(THE PROBLEM) Repeat only the lines below from the one containing "Where can the white goat be" through the one containing "Where can the wooden plank", inclusive, exactly as written.
::::
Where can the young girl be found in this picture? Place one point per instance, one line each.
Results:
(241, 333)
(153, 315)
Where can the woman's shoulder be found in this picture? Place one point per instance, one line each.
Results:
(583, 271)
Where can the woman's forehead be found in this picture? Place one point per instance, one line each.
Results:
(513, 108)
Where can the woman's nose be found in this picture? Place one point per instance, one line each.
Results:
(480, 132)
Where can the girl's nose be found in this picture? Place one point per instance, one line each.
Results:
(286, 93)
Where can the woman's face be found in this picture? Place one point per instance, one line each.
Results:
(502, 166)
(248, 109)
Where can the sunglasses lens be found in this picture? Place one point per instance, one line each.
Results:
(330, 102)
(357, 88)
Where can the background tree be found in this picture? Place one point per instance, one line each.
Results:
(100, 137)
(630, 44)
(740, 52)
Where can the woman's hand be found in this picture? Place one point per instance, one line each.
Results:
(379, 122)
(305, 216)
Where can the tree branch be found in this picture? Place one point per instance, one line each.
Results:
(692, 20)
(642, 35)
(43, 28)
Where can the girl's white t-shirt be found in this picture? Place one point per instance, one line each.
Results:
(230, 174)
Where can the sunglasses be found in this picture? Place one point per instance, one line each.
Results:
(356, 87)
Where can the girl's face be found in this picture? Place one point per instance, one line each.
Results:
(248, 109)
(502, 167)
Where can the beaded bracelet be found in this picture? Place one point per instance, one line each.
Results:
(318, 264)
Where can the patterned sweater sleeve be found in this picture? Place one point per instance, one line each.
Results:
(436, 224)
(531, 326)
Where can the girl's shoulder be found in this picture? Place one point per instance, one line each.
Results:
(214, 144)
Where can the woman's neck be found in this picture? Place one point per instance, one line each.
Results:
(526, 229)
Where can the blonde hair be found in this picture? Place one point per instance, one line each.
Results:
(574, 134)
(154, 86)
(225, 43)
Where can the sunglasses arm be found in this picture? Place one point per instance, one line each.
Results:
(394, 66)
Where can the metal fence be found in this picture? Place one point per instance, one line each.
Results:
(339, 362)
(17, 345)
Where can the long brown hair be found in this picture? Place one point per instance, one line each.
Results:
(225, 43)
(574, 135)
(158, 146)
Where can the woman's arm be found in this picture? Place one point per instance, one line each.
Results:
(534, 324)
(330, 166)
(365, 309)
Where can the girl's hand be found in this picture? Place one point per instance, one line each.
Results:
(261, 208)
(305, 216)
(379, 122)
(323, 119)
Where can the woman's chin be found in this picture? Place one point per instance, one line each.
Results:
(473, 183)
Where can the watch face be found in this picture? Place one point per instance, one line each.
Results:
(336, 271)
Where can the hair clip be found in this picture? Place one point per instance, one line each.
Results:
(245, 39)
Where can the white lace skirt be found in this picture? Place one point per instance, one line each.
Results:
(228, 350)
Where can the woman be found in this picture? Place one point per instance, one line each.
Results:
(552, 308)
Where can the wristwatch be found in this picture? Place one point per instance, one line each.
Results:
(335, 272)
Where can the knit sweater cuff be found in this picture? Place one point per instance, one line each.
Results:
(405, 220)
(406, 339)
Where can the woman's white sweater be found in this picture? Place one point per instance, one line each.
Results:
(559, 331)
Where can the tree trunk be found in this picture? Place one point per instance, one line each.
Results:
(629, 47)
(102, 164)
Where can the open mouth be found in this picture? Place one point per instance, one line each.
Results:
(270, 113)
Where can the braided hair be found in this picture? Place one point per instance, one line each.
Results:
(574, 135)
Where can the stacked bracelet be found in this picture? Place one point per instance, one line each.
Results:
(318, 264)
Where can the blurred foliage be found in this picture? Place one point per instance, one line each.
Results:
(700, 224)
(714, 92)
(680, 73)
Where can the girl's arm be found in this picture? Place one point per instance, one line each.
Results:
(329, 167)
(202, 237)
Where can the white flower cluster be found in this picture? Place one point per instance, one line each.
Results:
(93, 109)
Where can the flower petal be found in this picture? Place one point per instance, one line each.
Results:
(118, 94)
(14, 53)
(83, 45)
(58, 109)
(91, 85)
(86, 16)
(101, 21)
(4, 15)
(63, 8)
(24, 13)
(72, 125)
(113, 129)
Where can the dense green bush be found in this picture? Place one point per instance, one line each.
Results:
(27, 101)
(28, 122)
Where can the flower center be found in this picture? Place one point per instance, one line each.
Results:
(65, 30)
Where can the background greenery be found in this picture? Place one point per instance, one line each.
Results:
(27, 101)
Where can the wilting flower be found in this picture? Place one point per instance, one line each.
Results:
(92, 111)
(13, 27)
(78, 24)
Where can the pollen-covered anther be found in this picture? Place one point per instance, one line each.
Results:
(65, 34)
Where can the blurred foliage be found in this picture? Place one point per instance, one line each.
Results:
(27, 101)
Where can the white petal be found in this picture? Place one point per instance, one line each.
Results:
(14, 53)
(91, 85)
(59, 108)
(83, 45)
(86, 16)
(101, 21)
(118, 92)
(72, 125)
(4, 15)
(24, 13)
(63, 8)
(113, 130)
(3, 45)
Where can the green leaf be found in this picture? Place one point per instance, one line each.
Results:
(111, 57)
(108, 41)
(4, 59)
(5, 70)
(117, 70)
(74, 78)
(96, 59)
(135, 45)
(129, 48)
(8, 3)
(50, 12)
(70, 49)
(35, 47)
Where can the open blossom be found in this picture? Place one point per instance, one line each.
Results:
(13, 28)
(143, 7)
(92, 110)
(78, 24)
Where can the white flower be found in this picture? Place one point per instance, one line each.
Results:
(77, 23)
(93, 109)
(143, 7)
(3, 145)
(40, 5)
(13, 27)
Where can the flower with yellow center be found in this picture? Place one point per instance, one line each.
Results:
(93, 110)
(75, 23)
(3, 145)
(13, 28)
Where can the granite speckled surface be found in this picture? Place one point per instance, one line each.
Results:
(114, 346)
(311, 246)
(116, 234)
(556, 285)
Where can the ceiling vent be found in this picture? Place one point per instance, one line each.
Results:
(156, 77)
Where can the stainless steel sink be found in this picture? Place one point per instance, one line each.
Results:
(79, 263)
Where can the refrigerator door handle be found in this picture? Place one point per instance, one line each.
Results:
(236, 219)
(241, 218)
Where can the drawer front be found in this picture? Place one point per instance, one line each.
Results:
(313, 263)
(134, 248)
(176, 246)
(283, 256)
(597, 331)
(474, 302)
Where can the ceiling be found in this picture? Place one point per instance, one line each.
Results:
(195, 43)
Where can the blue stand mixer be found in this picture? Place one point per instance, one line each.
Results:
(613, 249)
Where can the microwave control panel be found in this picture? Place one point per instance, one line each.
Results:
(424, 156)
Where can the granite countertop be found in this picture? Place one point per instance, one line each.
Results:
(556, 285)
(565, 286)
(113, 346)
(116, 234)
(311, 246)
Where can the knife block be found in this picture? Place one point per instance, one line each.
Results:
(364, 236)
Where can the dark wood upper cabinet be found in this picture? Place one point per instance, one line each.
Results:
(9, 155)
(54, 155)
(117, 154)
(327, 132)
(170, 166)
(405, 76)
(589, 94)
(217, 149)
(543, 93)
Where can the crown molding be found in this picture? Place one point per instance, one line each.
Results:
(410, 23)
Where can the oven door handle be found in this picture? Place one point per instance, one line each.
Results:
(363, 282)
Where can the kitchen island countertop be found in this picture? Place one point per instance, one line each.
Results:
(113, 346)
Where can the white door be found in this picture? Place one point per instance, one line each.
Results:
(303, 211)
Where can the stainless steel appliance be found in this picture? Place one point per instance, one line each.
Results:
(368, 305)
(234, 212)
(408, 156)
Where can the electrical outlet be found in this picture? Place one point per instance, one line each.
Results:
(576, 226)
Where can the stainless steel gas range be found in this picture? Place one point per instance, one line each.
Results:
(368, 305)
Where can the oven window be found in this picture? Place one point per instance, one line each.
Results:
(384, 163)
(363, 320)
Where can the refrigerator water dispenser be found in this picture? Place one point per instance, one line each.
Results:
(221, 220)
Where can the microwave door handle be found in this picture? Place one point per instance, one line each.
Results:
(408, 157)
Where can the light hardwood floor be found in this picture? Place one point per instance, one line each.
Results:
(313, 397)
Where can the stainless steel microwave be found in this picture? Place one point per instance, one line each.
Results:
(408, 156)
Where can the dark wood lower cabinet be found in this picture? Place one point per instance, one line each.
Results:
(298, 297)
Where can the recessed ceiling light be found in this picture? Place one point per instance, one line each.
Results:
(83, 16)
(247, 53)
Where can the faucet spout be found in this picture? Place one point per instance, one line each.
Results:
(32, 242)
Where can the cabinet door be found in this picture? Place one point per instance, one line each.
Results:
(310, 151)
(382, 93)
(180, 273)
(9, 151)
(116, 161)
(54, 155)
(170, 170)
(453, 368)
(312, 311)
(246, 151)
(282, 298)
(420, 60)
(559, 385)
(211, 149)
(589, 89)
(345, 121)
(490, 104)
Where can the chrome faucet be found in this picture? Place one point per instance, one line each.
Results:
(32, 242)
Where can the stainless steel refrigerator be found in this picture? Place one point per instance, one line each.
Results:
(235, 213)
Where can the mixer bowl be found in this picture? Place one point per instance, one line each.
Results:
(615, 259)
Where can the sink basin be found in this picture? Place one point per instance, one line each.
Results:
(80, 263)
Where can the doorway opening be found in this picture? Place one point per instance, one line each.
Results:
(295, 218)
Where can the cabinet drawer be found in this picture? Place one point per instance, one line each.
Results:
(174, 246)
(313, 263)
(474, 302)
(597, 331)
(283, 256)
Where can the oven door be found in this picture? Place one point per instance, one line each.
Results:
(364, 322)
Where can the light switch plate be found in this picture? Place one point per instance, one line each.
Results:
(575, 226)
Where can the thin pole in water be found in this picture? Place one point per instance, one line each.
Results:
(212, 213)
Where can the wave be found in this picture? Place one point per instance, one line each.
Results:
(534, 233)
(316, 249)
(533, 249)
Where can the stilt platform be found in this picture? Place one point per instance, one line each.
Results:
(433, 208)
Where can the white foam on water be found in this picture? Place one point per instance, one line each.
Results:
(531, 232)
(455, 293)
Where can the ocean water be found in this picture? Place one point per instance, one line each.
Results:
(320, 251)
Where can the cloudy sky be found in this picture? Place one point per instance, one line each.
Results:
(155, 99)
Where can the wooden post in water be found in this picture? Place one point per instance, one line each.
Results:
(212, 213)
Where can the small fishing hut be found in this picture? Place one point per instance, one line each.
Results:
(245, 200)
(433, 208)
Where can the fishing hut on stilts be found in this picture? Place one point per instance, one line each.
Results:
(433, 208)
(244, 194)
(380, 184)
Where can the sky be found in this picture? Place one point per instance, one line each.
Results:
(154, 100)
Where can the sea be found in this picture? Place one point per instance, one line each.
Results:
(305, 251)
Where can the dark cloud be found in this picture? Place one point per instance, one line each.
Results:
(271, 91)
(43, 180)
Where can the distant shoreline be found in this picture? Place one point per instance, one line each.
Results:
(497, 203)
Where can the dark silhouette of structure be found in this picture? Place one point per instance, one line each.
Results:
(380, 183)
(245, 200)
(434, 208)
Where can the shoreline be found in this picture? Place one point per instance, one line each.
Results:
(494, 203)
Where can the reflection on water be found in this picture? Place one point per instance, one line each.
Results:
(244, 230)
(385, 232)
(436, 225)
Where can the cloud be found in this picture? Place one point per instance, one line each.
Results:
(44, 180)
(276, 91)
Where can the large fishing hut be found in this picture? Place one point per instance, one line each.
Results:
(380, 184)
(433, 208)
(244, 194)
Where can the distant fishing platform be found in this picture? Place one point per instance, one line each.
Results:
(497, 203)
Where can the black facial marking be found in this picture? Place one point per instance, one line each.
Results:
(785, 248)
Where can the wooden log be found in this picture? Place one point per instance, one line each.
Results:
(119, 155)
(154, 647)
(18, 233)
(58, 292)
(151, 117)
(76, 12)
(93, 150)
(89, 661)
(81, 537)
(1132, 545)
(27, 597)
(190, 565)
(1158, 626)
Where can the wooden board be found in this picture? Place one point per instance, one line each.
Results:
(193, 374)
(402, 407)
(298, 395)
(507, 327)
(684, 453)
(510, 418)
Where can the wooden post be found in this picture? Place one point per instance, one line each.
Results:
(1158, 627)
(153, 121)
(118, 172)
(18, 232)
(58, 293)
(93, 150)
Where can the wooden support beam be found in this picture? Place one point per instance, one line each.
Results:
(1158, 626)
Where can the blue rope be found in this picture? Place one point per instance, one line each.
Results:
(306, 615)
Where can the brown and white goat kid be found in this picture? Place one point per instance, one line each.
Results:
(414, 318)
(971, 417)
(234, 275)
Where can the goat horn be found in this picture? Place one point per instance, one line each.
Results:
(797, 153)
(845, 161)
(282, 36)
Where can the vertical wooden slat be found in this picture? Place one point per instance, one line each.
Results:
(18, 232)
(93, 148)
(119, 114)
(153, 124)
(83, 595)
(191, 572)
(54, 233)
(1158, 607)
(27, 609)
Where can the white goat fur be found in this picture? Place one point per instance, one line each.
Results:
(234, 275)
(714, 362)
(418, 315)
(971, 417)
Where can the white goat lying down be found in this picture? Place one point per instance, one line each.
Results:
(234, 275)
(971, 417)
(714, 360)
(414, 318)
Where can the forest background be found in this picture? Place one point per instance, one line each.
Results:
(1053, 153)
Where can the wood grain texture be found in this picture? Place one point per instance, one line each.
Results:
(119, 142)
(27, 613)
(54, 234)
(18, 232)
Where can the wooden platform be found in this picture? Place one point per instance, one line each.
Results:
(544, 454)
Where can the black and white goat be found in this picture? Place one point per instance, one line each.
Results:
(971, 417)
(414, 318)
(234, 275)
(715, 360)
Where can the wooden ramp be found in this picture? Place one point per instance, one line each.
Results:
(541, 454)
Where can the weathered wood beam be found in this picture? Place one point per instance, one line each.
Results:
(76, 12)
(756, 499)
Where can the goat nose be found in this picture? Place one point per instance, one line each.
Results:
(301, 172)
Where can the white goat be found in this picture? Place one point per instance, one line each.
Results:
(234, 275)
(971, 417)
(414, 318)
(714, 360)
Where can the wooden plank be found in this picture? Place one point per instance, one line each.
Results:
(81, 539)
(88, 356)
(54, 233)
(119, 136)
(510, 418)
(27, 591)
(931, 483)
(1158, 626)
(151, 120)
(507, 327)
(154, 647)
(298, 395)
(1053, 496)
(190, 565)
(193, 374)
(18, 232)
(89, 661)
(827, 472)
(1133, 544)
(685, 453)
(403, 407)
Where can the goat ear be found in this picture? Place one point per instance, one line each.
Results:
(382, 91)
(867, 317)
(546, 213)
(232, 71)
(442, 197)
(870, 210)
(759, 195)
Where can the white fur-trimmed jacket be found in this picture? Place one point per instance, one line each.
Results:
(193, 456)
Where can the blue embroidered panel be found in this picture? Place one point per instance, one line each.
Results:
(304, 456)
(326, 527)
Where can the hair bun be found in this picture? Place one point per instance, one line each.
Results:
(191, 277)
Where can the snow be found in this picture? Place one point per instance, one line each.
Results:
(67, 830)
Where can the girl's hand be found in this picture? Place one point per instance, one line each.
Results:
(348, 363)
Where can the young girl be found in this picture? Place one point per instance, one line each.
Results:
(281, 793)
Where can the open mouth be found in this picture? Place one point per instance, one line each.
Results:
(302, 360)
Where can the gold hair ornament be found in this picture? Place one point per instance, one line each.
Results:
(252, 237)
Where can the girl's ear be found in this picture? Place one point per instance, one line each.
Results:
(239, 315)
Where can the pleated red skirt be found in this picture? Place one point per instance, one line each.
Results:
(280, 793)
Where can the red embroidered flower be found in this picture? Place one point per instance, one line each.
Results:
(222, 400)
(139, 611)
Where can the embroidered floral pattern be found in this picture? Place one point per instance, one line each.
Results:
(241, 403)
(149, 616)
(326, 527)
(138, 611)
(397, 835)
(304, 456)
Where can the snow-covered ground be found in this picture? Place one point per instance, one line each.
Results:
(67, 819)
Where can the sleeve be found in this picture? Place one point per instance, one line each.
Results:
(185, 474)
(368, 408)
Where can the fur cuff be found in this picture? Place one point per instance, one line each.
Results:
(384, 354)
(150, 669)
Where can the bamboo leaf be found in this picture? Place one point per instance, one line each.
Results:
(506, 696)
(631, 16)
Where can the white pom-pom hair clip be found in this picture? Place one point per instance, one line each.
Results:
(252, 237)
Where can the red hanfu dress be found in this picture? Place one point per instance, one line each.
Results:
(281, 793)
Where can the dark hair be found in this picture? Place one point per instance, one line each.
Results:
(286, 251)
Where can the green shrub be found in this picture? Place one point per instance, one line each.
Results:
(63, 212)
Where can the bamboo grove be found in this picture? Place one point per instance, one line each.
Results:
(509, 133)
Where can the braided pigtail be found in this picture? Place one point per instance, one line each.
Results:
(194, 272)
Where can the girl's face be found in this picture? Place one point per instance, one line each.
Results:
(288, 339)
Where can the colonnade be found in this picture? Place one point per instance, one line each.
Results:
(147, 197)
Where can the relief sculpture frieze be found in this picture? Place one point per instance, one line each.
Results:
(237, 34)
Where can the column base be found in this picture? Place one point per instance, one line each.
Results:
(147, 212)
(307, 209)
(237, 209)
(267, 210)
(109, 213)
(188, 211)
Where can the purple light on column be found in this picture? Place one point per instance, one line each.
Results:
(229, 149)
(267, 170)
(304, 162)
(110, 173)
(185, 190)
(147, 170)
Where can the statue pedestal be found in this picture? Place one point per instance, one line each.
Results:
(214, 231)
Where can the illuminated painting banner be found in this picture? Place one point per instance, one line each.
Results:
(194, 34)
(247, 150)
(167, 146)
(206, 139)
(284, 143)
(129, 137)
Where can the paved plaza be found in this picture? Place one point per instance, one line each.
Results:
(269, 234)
::::
(EXERCISE SOLUTION)
Where can the white goat be found in this picture? Place one point per instance, one line each.
Results:
(234, 275)
(971, 417)
(414, 318)
(714, 360)
Where can the wooden plank be found in this picture? Place one point per instance, one line each.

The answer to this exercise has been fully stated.